(Aim)
Write out the entries, please, from the line containing "Where can the ribbon" through their final line, exactly and with nothing else.

(Source records)

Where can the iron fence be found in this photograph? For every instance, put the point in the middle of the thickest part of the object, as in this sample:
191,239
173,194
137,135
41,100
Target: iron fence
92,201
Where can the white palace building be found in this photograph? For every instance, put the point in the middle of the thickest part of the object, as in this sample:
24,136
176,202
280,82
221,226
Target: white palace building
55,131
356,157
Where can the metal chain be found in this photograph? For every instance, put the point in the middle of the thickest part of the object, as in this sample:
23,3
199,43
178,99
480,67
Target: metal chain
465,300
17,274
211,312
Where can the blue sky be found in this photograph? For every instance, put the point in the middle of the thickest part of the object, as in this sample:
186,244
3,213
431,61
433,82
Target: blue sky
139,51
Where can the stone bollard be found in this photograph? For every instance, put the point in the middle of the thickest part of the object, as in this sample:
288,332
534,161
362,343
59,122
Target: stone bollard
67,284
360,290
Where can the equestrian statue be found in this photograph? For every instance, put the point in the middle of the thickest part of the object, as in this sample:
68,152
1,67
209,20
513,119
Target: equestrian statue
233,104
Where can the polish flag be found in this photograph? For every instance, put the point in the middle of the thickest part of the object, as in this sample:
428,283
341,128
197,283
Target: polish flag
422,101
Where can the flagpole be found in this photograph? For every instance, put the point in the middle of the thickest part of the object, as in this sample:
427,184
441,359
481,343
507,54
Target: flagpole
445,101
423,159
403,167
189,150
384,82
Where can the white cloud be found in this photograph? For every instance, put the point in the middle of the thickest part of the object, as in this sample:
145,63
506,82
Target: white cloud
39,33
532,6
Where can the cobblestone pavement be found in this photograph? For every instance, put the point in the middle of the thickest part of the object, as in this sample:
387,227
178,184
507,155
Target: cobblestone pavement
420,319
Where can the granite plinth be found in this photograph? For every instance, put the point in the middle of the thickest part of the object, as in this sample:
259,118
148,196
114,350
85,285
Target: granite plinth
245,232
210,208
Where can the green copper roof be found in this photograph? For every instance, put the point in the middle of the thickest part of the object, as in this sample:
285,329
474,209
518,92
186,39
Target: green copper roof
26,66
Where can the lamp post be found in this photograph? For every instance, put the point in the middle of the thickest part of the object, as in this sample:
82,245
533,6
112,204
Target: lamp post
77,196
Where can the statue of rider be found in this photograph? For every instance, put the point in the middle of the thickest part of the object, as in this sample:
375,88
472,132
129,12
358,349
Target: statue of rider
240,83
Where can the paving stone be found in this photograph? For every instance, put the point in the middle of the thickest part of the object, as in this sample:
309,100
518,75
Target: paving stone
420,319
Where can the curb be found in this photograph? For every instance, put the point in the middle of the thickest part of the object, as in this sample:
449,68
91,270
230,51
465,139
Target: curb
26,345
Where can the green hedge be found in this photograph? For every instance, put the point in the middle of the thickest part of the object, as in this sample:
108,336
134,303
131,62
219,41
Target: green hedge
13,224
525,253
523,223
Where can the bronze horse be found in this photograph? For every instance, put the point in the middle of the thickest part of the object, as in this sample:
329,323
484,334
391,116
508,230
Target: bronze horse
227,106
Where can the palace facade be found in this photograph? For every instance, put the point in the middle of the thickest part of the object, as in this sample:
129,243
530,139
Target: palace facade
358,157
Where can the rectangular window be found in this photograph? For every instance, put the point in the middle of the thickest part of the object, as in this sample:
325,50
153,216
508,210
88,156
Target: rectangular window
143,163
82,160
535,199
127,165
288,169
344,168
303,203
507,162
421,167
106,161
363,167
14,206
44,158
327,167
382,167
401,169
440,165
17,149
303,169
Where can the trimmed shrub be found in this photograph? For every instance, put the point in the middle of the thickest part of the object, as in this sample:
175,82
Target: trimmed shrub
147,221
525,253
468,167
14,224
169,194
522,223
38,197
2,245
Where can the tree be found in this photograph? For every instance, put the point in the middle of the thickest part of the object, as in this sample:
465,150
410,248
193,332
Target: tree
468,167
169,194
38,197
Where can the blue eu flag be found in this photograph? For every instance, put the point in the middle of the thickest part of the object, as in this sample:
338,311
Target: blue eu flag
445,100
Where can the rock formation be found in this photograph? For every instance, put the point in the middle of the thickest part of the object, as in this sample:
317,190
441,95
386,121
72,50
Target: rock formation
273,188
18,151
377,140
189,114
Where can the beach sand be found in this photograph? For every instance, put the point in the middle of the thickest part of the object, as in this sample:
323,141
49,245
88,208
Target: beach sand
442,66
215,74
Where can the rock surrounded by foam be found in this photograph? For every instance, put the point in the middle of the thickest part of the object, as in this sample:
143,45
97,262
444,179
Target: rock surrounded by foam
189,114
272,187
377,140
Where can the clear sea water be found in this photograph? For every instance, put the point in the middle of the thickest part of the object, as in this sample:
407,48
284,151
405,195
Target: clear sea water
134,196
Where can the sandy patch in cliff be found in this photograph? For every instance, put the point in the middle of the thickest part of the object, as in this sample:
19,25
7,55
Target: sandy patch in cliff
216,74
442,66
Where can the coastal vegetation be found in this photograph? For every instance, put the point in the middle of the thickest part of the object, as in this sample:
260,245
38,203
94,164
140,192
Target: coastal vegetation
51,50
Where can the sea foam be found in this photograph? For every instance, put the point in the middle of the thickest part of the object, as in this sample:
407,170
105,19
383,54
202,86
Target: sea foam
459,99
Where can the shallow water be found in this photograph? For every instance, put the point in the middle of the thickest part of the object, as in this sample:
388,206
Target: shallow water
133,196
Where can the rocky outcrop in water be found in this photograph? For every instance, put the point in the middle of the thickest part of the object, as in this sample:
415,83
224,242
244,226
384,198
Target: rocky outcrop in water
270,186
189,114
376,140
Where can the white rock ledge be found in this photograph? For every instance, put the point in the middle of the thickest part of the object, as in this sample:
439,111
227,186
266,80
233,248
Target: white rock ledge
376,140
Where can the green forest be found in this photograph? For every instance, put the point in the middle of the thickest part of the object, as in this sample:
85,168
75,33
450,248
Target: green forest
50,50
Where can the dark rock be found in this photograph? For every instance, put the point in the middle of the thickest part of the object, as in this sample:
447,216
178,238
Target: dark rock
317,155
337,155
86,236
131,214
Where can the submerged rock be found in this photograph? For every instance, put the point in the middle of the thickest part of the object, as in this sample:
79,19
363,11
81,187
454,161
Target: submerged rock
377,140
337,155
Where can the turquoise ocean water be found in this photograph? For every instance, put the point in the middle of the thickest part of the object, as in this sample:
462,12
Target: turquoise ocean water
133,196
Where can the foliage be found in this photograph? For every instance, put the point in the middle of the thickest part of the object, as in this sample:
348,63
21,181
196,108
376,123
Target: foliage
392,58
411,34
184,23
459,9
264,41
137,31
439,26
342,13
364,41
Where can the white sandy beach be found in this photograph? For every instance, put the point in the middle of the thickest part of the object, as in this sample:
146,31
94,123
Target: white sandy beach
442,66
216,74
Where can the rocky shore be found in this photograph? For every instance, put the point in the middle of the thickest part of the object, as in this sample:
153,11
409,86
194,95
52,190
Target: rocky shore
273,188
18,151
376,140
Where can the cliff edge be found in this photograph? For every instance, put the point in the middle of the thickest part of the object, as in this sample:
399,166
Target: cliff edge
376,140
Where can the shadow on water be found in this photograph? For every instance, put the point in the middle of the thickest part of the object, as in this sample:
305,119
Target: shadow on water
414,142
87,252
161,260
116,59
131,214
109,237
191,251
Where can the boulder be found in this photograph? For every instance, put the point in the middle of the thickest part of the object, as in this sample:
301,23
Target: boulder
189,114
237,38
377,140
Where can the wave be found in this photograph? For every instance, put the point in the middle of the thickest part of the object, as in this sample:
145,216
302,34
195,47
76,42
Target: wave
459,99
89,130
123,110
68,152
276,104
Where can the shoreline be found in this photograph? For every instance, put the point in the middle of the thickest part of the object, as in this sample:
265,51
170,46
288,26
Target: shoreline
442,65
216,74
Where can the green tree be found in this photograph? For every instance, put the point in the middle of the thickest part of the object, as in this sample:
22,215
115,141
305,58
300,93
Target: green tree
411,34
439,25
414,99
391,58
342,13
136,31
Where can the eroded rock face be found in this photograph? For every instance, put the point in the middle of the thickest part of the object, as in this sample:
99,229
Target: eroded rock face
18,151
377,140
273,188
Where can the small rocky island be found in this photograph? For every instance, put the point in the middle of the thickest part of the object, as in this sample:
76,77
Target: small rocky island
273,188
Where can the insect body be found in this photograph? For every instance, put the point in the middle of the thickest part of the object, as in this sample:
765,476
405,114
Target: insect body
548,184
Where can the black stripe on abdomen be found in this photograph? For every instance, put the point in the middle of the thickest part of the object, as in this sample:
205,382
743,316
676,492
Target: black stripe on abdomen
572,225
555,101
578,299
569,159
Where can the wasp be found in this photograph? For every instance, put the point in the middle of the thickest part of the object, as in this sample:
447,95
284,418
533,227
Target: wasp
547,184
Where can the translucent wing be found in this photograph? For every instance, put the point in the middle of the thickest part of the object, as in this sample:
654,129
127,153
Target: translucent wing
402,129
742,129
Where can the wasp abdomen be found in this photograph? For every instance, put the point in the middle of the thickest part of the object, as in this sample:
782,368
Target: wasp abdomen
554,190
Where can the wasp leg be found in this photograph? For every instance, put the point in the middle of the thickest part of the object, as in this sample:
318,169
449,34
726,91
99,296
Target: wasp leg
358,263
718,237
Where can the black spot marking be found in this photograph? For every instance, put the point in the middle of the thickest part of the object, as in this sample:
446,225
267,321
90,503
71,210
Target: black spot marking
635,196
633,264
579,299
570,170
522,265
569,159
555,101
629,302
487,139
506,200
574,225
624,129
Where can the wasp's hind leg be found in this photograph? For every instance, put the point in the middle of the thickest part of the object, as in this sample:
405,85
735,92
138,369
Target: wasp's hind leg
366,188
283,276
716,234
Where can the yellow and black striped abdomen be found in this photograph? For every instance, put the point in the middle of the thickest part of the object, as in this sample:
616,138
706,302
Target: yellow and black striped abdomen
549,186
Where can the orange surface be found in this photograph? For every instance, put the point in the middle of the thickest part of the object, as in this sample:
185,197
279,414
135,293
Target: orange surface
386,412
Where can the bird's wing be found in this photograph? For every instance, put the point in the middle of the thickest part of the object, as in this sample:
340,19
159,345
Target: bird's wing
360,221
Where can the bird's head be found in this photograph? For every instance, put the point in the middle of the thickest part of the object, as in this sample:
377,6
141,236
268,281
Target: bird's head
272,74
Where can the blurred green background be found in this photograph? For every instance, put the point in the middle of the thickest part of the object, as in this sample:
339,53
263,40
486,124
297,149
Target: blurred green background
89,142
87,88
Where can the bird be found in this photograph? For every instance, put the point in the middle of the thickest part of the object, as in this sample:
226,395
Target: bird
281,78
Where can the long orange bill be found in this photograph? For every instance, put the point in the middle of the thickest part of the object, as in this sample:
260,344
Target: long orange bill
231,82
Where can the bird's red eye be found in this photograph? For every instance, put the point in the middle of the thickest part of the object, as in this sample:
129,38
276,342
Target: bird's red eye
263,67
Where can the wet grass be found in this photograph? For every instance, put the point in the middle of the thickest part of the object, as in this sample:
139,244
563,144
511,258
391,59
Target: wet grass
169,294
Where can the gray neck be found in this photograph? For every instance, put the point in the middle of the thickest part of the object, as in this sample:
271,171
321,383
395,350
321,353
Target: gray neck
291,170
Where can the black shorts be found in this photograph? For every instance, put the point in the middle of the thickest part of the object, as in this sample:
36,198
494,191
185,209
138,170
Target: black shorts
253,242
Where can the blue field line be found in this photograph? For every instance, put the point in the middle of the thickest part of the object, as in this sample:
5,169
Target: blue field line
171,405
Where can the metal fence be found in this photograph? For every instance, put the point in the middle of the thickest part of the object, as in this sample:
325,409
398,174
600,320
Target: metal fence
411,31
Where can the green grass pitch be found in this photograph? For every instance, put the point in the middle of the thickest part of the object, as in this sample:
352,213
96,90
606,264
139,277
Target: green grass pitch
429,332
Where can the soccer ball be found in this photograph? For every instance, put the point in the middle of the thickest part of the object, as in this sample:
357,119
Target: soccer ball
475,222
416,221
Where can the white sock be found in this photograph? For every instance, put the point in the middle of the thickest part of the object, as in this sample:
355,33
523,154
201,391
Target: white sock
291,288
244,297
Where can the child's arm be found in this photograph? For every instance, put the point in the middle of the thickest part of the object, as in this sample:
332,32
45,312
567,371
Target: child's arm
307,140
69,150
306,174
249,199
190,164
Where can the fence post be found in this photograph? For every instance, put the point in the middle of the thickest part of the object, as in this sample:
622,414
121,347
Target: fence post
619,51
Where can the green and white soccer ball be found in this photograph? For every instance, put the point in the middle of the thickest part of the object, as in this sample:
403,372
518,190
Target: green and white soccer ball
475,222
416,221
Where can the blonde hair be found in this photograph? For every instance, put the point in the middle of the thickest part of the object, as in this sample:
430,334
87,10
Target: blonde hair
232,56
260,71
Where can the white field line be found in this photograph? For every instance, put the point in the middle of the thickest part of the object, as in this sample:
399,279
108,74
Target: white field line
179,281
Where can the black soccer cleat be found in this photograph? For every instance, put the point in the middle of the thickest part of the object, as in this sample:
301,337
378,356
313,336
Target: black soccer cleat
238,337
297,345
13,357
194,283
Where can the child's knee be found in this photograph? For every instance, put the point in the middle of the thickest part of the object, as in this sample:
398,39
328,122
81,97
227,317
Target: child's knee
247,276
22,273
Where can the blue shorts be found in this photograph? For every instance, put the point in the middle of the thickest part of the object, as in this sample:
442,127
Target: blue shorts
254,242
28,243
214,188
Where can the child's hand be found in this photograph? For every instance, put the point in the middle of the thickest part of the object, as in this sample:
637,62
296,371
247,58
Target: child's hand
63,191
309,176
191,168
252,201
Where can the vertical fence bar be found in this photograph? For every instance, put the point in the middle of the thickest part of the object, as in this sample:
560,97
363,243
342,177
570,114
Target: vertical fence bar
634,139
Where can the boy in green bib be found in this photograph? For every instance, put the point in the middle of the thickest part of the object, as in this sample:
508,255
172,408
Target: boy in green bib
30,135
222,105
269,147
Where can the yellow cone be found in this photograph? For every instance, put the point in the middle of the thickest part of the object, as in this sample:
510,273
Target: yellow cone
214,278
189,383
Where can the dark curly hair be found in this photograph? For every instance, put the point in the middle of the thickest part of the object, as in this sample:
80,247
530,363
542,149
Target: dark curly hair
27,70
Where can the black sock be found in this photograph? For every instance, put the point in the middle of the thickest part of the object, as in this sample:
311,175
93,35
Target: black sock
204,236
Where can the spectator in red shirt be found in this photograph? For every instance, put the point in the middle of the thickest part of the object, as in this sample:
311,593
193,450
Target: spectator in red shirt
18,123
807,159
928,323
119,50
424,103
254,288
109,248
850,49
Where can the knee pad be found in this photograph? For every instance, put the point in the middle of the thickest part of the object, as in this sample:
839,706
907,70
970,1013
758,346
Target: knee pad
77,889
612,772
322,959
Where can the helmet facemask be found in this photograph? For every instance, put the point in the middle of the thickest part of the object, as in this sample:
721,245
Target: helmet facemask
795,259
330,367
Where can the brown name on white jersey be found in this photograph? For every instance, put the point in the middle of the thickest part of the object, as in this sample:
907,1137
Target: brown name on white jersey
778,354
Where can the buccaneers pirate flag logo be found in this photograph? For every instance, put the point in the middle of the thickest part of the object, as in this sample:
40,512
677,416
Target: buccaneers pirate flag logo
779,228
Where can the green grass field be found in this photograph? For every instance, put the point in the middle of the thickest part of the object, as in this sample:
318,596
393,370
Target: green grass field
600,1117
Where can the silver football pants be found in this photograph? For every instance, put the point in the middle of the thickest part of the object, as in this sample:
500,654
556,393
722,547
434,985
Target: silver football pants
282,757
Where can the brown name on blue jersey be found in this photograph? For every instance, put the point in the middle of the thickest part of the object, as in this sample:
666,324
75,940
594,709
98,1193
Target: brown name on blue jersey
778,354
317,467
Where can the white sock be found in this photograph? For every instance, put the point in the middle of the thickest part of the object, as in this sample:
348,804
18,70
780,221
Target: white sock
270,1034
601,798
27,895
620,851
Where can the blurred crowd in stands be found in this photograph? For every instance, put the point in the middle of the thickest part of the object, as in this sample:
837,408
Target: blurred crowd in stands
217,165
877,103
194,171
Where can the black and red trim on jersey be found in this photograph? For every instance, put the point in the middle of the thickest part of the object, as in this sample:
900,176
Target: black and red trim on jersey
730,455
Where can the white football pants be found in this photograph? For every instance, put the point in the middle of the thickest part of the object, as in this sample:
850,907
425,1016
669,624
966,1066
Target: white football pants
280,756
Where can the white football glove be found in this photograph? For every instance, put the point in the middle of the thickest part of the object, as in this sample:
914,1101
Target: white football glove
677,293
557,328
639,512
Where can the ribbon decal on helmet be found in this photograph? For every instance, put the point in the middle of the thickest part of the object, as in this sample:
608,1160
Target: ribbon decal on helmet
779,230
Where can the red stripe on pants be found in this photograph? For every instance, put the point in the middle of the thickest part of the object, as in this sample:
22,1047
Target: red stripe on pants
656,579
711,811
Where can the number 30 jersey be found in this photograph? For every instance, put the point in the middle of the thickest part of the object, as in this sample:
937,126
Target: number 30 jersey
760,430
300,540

(Correct result)
Where can the ribbon decal on helmet be found in this photograph? For every instance, put the point in the middle of the thickest part of the object, as in this sample:
608,1160
Target: ribbon decal on helmet
779,230
Where can the red stripe on pants be found in this photograph? For every instance, put the point in the middle of the thickest part of the object, as in this sample:
22,1047
Target: red stripe on pants
656,579
711,811
Where can the number 30 jersey be found in this photograph? For every instance, put the point in the middle of the thickest part of the object, as in this sample:
937,126
Target: number 30 jersey
760,430
300,540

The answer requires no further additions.